START MATERIAL FOR THIS TASK
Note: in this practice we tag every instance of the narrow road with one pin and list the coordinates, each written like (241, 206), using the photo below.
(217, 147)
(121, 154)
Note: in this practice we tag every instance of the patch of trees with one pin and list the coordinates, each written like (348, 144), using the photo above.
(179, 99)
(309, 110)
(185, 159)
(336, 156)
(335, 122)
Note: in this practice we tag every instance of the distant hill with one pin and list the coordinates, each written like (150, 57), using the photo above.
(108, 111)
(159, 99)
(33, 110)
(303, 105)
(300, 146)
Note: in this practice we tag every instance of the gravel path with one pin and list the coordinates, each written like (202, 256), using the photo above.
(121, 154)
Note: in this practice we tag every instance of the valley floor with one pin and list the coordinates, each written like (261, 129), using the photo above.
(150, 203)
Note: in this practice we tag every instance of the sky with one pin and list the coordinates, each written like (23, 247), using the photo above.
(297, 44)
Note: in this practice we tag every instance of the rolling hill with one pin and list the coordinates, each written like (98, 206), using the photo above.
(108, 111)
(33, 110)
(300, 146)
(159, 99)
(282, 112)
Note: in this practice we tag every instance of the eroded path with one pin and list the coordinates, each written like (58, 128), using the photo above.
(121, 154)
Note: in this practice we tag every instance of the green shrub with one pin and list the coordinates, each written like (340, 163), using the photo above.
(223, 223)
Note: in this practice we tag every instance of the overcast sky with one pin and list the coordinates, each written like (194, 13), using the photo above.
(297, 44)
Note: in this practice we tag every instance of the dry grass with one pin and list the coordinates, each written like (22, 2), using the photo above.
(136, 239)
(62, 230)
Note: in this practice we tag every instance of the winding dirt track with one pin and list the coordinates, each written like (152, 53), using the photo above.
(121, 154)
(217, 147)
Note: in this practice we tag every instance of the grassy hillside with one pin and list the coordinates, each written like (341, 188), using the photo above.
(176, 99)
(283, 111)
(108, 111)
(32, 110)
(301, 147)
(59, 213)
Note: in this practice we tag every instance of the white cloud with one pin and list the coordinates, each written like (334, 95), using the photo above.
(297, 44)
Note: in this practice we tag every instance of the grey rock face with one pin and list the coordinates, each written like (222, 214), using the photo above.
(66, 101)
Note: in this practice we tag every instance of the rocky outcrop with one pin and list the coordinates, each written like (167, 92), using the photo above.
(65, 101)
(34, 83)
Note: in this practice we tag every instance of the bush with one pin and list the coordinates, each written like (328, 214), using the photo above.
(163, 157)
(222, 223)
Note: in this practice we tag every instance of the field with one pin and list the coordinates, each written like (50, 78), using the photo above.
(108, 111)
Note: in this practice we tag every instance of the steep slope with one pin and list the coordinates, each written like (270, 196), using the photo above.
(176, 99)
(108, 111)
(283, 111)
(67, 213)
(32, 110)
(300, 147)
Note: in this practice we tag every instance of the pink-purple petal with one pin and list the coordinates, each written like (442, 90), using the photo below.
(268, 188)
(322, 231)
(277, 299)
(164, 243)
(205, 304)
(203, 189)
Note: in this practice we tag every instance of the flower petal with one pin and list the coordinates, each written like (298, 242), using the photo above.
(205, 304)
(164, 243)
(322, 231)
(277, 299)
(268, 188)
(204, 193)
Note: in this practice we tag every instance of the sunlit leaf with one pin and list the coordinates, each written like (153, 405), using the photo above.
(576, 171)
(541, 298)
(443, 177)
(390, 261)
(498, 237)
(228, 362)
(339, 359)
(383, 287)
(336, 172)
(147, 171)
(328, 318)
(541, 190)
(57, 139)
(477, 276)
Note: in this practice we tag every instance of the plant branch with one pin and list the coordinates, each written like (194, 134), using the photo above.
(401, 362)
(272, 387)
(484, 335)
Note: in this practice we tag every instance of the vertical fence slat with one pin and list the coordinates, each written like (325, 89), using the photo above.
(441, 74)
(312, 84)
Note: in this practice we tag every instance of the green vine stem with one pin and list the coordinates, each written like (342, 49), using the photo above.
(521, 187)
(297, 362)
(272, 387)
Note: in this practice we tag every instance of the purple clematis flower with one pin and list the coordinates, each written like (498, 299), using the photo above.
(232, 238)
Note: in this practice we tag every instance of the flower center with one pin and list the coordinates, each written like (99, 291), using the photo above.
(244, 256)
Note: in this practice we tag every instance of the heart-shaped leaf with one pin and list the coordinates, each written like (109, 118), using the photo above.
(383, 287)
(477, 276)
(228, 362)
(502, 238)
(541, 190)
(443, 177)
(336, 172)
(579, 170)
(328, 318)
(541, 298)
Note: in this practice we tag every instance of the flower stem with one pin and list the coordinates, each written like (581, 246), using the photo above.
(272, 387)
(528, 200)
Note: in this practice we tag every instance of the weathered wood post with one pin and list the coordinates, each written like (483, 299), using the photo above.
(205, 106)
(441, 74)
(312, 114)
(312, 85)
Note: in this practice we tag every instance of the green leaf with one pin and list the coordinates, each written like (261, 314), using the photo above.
END MATERIAL FOR THIS TASK
START MATERIAL FOR THIS TASK
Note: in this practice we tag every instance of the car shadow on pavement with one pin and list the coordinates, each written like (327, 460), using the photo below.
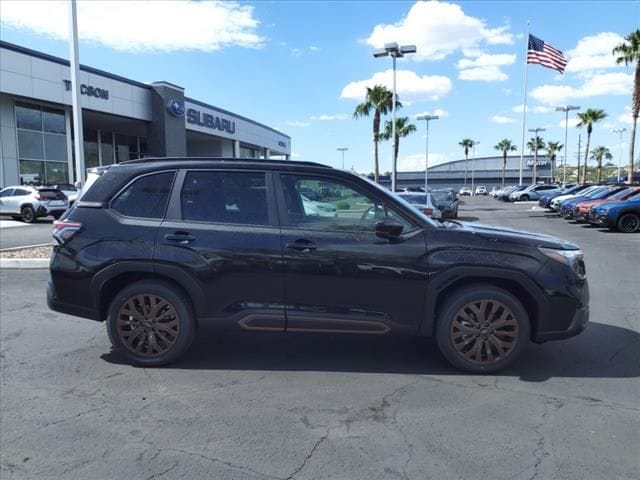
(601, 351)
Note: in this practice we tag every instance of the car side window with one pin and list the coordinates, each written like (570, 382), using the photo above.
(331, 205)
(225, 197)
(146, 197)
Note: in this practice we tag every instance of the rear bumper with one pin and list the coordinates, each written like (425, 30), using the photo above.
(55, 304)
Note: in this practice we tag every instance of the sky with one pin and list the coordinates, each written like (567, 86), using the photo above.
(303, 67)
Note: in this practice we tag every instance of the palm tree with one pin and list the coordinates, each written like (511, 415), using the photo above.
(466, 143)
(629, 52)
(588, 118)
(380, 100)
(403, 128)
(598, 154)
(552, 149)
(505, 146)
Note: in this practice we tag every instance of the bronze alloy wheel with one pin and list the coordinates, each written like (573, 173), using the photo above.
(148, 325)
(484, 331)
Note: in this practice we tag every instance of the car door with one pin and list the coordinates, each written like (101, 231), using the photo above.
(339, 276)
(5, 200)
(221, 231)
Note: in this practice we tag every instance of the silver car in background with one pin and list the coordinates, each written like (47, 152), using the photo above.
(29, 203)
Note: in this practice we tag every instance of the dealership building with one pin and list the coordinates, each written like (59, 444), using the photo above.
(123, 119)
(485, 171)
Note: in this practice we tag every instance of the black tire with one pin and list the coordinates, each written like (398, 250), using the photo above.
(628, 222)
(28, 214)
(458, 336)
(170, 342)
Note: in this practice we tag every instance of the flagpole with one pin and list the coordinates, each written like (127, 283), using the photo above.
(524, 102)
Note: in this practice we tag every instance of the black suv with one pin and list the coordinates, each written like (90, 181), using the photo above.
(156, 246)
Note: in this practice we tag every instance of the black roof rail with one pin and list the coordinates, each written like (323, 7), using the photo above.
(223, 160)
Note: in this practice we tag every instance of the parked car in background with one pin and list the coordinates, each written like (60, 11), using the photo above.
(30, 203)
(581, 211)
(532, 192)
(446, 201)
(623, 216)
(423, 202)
END MATERIAL FOR THIS TASK
§ EXERCISE DETAILS
Restate word for word the lines in the material above from the one with "291), using the photo above." to the one with "314), using the photo above."; both of those lines count, and nothing else does.

§ ANSWER TO THIS PROBLEM
Note: in this practice we tag every instance of the flower center with one pin and list the coordinates, each written like (99, 291), using the photo above.
(244, 256)
Note: in this practice we tag every instance of the heart-shaped leaf with one pin and list the coordinates, each written like (109, 118), using the photo above.
(383, 287)
(477, 276)
(228, 362)
(502, 238)
(541, 190)
(443, 177)
(336, 172)
(579, 170)
(328, 318)
(541, 298)
Note: in this practice we tag every instance of the flower stem with one pin and list the coordinates, each written like (581, 246), using the photo above.
(272, 387)
(528, 200)
Note: in this practice we tag every instance of the weathered wood post with one pin and list the coordinates, each written like (483, 299), using the photo above.
(205, 106)
(441, 74)
(312, 114)
(312, 85)
Note: in this practice we tag every instance of the green leaf with one pin and list the coordinates, each written like (261, 314), using the photo above.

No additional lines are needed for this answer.